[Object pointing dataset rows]
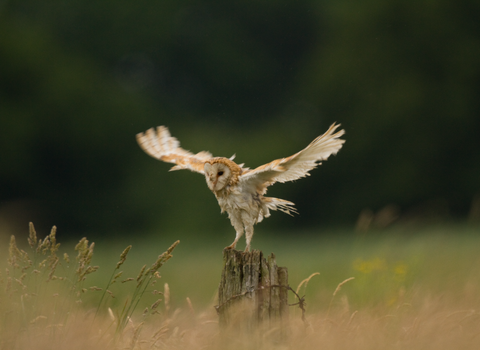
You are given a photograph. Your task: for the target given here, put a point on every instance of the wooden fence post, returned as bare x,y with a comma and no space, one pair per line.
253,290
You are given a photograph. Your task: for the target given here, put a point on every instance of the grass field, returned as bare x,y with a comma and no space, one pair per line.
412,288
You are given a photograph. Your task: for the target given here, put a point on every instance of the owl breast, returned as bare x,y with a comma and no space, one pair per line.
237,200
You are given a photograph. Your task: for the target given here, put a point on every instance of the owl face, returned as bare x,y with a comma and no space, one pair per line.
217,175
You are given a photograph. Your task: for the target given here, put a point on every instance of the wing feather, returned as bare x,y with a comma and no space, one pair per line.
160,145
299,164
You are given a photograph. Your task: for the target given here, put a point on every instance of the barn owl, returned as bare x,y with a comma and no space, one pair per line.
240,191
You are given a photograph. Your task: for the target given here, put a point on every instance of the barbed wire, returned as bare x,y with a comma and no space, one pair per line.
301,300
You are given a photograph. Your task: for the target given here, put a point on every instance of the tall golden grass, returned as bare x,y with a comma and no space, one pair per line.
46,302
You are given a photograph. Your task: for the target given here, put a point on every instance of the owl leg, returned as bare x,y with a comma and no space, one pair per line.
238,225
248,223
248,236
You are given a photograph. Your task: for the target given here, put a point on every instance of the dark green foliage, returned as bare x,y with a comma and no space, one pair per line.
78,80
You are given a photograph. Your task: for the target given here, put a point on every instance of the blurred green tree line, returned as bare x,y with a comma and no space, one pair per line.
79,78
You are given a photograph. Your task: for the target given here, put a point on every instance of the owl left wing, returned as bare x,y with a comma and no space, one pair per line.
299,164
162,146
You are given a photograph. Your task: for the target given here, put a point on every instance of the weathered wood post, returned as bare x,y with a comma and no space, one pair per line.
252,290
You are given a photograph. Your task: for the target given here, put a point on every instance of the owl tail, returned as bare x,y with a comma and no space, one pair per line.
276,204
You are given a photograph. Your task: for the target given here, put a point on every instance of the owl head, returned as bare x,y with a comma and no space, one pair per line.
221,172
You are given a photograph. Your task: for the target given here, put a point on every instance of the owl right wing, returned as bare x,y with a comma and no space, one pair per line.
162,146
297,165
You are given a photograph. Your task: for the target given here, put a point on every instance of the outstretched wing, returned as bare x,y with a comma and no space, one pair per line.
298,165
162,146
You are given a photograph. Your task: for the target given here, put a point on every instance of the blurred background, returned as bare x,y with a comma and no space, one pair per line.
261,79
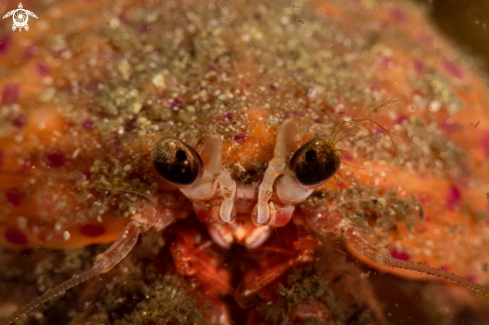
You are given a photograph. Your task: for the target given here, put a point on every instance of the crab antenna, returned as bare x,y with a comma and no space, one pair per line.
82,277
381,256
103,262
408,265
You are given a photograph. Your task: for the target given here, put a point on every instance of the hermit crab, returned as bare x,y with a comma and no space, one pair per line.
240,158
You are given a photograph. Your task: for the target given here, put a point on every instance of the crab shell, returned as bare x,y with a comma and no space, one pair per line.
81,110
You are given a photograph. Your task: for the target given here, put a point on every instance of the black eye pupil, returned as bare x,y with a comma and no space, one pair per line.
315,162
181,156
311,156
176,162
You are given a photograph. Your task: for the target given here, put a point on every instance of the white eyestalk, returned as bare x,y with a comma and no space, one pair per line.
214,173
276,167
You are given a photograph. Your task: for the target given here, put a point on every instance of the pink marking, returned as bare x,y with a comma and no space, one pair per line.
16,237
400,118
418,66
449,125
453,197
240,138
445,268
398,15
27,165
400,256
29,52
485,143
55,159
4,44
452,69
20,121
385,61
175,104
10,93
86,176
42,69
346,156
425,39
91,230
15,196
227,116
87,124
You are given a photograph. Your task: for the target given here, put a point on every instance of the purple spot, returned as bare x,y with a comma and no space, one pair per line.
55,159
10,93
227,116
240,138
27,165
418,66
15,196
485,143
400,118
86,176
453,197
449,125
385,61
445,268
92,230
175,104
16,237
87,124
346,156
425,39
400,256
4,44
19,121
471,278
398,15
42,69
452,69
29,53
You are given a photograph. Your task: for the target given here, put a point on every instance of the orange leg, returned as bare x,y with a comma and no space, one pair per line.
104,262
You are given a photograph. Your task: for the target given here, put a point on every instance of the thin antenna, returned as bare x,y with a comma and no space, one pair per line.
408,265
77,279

Prompt>
Beginning at the line containing "of the pink", repeat each line exactly through the last line of the entries, and include no other lines.

Result of this exercise>
You are given a photograph. Your task: for the target given here, put a point on every instance of the pink marking, returned as bare x,y with a comma and no space, one pair per line.
16,237
400,118
418,66
449,125
453,197
240,138
445,268
398,15
27,165
400,256
29,52
485,143
55,159
4,44
452,69
20,121
385,61
175,104
10,93
86,176
42,69
346,156
425,39
91,230
15,196
227,116
87,124
You are given a photograph. Your task: for the target given here, put a point on every instance of the purple spot, returned as bare x,y with a comma and no space, one pair per line.
55,159
10,93
227,116
240,138
27,165
418,66
15,196
485,143
400,118
86,176
453,197
449,125
385,61
445,268
92,230
175,104
16,237
87,124
346,156
425,39
400,256
4,44
19,121
471,278
398,15
42,69
452,69
29,53
You are given a photograph. Your task: for the target given here, put a point on every instance of the orange leg, returned as bare x,y with a comma and no space, one pair per line.
104,262
You are given a photograph. Your task: for the target given here, put a point on every instance of the thin antenna, returned as bare x,y with a comma and no space, one pair per line.
408,265
77,279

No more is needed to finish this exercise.